▸ Task requirements
Render the entire listing below as a JSON array of strings, with one string per line and blank lines omitted.

▸ Supplied data
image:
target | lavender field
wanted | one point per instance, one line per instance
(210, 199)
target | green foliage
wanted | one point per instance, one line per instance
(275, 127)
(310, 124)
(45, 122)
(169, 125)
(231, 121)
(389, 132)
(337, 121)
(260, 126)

▸ Written response
[
  "image:",
  "target | lavender field",
  "wanted | one point per instance, one line per instance",
  "(210, 199)",
  "target | green foliage",
  "wanted | one point per instance, one line per instance",
  "(275, 127)",
  "(310, 124)",
  "(45, 122)",
  "(169, 125)",
  "(231, 121)",
  "(389, 132)",
  "(337, 121)",
  "(260, 126)"
]